DIRECTIONS FOR THIS TASK: A faithful copy of the entries, without any pictures, is what is needed here.

+++ RECORDS SHOWN

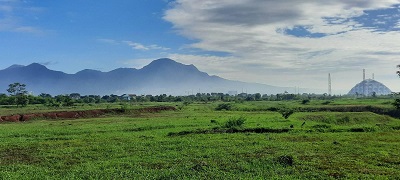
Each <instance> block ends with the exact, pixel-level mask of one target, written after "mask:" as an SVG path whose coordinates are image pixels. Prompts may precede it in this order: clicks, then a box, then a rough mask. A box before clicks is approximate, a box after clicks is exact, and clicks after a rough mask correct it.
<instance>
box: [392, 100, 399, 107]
mask: <svg viewBox="0 0 400 180" xmlns="http://www.w3.org/2000/svg"><path fill="white" fill-rule="evenodd" d="M393 106H394V107H395V108H396V109H400V99H395V100H394V102H393Z"/></svg>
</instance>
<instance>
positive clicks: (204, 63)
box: [0, 0, 400, 94]
mask: <svg viewBox="0 0 400 180" xmlns="http://www.w3.org/2000/svg"><path fill="white" fill-rule="evenodd" d="M399 6H400V1H399V0H379V1H378V0H363V1H359V0H338V1H330V0H320V1H314V0H303V1H297V0H287V1H275V0H238V1H232V0H202V1H198V0H115V1H109V0H96V1H94V0H93V1H92V0H68V1H62V0H60V1H54V0H40V1H39V0H0V62H1V63H0V69H4V68H7V67H9V66H11V65H13V64H21V65H28V64H30V63H33V62H38V63H42V64H44V65H46V66H47V67H48V68H50V69H53V70H59V71H64V72H67V73H76V72H78V71H80V70H83V69H96V70H101V71H110V70H113V69H115V68H119V67H134V68H141V67H143V66H144V65H146V64H148V63H149V62H151V61H152V60H154V59H157V58H162V57H168V58H172V59H174V60H176V61H178V62H181V63H184V64H194V65H195V66H197V67H198V68H199V69H200V70H202V71H205V72H207V73H209V74H211V75H218V76H221V77H224V78H227V79H232V80H240V81H249V82H257V83H263V84H270V85H276V86H286V87H303V88H307V87H308V88H319V89H327V86H328V85H327V75H328V73H331V76H332V88H333V92H334V93H336V94H343V93H347V92H348V91H349V90H350V89H351V88H352V87H353V86H354V85H355V84H357V83H358V82H360V81H361V78H362V69H366V71H367V77H372V73H374V74H375V79H376V80H378V81H380V82H382V83H384V84H385V85H387V86H388V87H389V88H390V89H391V90H393V91H400V83H399V82H400V79H399V78H398V77H397V76H396V74H395V72H396V70H397V69H396V65H397V64H400V60H399V58H398V57H399V55H400V52H399V50H400V12H399V11H400V8H399ZM293 89H294V88H293Z"/></svg>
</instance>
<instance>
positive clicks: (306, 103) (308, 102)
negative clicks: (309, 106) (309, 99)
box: [301, 99, 310, 104]
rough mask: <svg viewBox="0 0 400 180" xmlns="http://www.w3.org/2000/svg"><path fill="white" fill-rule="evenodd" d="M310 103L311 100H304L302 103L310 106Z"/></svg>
mask: <svg viewBox="0 0 400 180" xmlns="http://www.w3.org/2000/svg"><path fill="white" fill-rule="evenodd" d="M309 102H310V100H309V99H304V100H303V101H301V104H308V103H309Z"/></svg>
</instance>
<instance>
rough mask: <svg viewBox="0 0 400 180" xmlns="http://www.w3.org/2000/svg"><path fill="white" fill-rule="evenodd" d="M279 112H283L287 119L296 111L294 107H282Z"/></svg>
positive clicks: (279, 110) (283, 114)
mask: <svg viewBox="0 0 400 180" xmlns="http://www.w3.org/2000/svg"><path fill="white" fill-rule="evenodd" d="M279 113H281V114H282V117H283V118H285V119H287V118H289V116H290V115H292V114H293V113H294V111H293V109H281V110H279Z"/></svg>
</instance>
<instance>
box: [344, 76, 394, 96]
mask: <svg viewBox="0 0 400 180" xmlns="http://www.w3.org/2000/svg"><path fill="white" fill-rule="evenodd" d="M391 93H392V91H391V90H390V89H389V88H388V87H386V86H385V85H383V84H382V83H380V82H378V81H376V80H373V79H365V80H363V81H361V82H360V83H358V84H357V85H355V86H354V87H353V88H352V89H351V90H350V91H349V93H348V95H363V96H372V95H374V94H375V95H388V94H391Z"/></svg>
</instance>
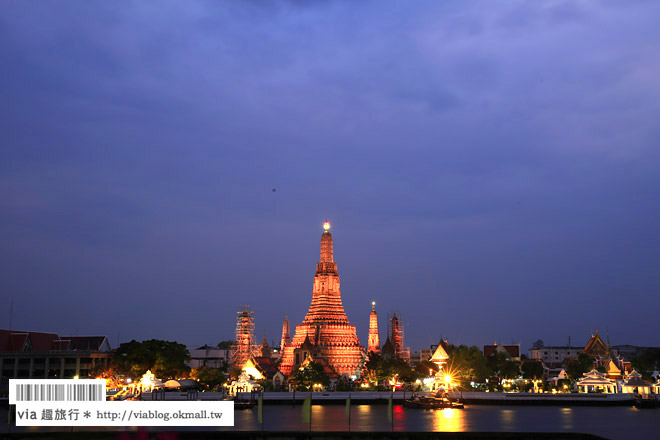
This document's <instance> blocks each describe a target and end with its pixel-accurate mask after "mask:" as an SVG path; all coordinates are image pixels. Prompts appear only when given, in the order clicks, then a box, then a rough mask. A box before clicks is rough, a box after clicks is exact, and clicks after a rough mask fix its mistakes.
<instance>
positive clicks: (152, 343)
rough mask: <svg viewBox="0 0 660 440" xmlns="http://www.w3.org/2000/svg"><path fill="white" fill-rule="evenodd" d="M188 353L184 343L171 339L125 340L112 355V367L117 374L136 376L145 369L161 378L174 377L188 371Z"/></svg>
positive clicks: (141, 373) (141, 374) (163, 378)
mask: <svg viewBox="0 0 660 440" xmlns="http://www.w3.org/2000/svg"><path fill="white" fill-rule="evenodd" d="M189 360H190V353H188V349H187V348H186V346H185V345H183V344H179V343H177V342H171V341H161V340H158V339H150V340H148V341H143V342H137V341H136V340H132V341H131V342H125V343H123V344H121V345H119V347H118V348H117V351H116V352H115V354H114V355H113V362H112V363H113V367H114V368H115V370H116V371H117V372H118V374H125V375H129V376H133V377H135V378H138V377H140V376H142V375H143V374H144V373H145V372H146V371H147V370H151V372H152V373H154V374H155V375H156V377H159V378H161V379H163V380H167V379H175V378H177V377H180V376H182V375H184V374H186V373H188V372H189V371H190V368H189V367H188V366H186V364H185V362H186V361H189Z"/></svg>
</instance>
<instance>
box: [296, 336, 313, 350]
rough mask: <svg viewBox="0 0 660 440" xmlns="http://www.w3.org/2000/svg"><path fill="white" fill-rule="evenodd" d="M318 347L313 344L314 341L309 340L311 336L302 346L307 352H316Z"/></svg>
mask: <svg viewBox="0 0 660 440" xmlns="http://www.w3.org/2000/svg"><path fill="white" fill-rule="evenodd" d="M315 348H316V347H315V346H314V344H312V341H311V340H310V339H309V335H307V336H305V340H304V341H303V343H302V345H301V346H300V349H301V350H307V351H311V350H314V349H315Z"/></svg>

++++++

WORKED SOLUTION:
Each <instance> block ends with the exact, pixel-level mask of one target, written after "mask:" as an SVG path whose coordinates are image pixels. Prompts may precede it in this order: clicks, then a box, then a rough mask. A box before clicks is approximate, a box after clicks is exact, and clicks after a rough mask correct it.
<instance>
box: [392, 100, 399, 107]
mask: <svg viewBox="0 0 400 180" xmlns="http://www.w3.org/2000/svg"><path fill="white" fill-rule="evenodd" d="M393 106H394V107H395V108H396V109H400V99H395V100H394V102H393Z"/></svg>
</instance>
<instance>
positive clicks: (204, 63)
box: [0, 0, 400, 94]
mask: <svg viewBox="0 0 400 180" xmlns="http://www.w3.org/2000/svg"><path fill="white" fill-rule="evenodd" d="M399 6H400V1H399V0H379V1H378V0H363V1H359V0H338V1H330V0H320V1H314V0H303V1H297V0H287V1H275V0H238V1H232V0H202V1H198V0H115V1H109V0H96V1H94V0H93V1H92V0H68V1H62V0H60V1H54V0H40V1H39V0H0V62H1V63H0V69H4V68H7V67H9V66H11V65H13V64H21V65H28V64H30V63H33V62H38V63H42V64H44V65H46V66H47V67H48V68H50V69H53V70H59V71H64V72H67V73H76V72H78V71H80V70H83V69H96V70H101V71H110V70H113V69H115V68H119V67H134V68H141V67H143V66H144V65H146V64H148V63H149V62H151V61H152V60H154V59H157V58H162V57H168V58H172V59H174V60H176V61H178V62H181V63H184V64H194V65H195V66H197V67H198V68H199V69H200V70H202V71H205V72H207V73H209V74H211V75H218V76H221V77H224V78H227V79H232V80H240V81H249V82H257V83H263V84H270V85H276V86H286V87H303V88H307V87H308V88H319V89H327V86H328V85H327V75H328V73H331V76H332V88H333V92H334V93H336V94H343V93H347V92H348V91H349V90H350V89H351V88H352V87H353V86H354V85H355V84H357V83H358V82H360V81H361V78H362V69H366V71H367V77H372V73H374V74H375V79H376V80H378V81H380V82H382V83H384V84H385V85H387V86H388V87H389V88H390V89H391V90H393V91H400V83H399V82H400V79H399V78H398V77H397V76H396V74H395V72H396V70H397V69H396V65H397V64H400V60H399V58H398V57H399V55H400V52H399V50H400V12H399V11H400V8H399ZM293 89H294V88H293Z"/></svg>
</instance>
<instance>
positive clicks: (306, 103) (308, 102)
negative clicks: (309, 106) (309, 99)
box: [301, 99, 310, 104]
rough mask: <svg viewBox="0 0 400 180" xmlns="http://www.w3.org/2000/svg"><path fill="white" fill-rule="evenodd" d="M310 103L311 100H304L302 103L310 106Z"/></svg>
mask: <svg viewBox="0 0 400 180" xmlns="http://www.w3.org/2000/svg"><path fill="white" fill-rule="evenodd" d="M309 102H310V100H309V99H304V100H303V101H301V104H308V103H309Z"/></svg>
</instance>
<instance>
rough mask: <svg viewBox="0 0 400 180" xmlns="http://www.w3.org/2000/svg"><path fill="white" fill-rule="evenodd" d="M279 112H283L287 119L296 111L294 107H282Z"/></svg>
positive clicks: (279, 110) (283, 114)
mask: <svg viewBox="0 0 400 180" xmlns="http://www.w3.org/2000/svg"><path fill="white" fill-rule="evenodd" d="M279 113H281V114H282V117H283V118H285V119H287V118H289V116H290V115H292V114H293V113H294V111H293V109H281V110H279Z"/></svg>
</instance>
<instance>
box: [344, 76, 394, 96]
mask: <svg viewBox="0 0 400 180" xmlns="http://www.w3.org/2000/svg"><path fill="white" fill-rule="evenodd" d="M391 93H392V91H391V90H390V89H389V88H388V87H386V86H385V85H383V84H382V83H380V82H378V81H376V80H373V79H365V80H363V81H361V82H360V83H358V84H357V85H355V86H354V87H353V88H352V89H351V90H350V91H349V93H348V95H363V96H372V95H374V94H375V95H388V94H391Z"/></svg>
</instance>
This document's <instance> blocks each describe a target and end with its pixel-accurate mask after "mask:" as an SVG path; all coordinates are image pixels. Prompts appear only when given, in the order clicks, then a box, then a rough mask. A box before clicks is rough, a box after clicks is exact, and clicks after a rough mask fix its mistakes.
<instance>
positive clicks: (152, 343)
rough mask: <svg viewBox="0 0 660 440" xmlns="http://www.w3.org/2000/svg"><path fill="white" fill-rule="evenodd" d="M188 353L184 343L171 339L125 340L112 355V367L117 374L136 376L145 369L161 378L174 377L188 371Z"/></svg>
positive clicks: (141, 373) (141, 374) (163, 378)
mask: <svg viewBox="0 0 660 440" xmlns="http://www.w3.org/2000/svg"><path fill="white" fill-rule="evenodd" d="M189 360H190V353H188V349H187V348H186V346H185V345H183V344H179V343H177V342H171V341H161V340H158V339H150V340H148V341H143V342H137V341H136V340H132V341H131V342H125V343H123V344H121V345H119V347H118V348H117V351H116V352H115V354H114V355H113V362H112V363H113V367H114V368H115V370H116V371H117V372H118V374H125V375H129V376H133V377H135V378H138V377H140V376H142V375H143V374H144V373H145V372H146V371H147V370H151V372H152V373H154V374H155V375H156V377H159V378H161V379H163V380H167V379H175V378H177V377H180V376H182V375H184V374H186V373H188V372H189V371H190V368H189V367H188V366H186V364H185V362H186V361H189Z"/></svg>
</instance>
<instance>
box: [296, 336, 313, 350]
rough mask: <svg viewBox="0 0 660 440" xmlns="http://www.w3.org/2000/svg"><path fill="white" fill-rule="evenodd" d="M318 347L313 344L314 341L309 340L311 336L302 346L307 352H316Z"/></svg>
mask: <svg viewBox="0 0 660 440" xmlns="http://www.w3.org/2000/svg"><path fill="white" fill-rule="evenodd" d="M315 348H316V347H315V346H314V344H312V341H311V340H310V339H309V335H307V336H305V340H304V341H303V343H302V345H301V346H300V349H301V350H307V351H311V350H314V349H315Z"/></svg>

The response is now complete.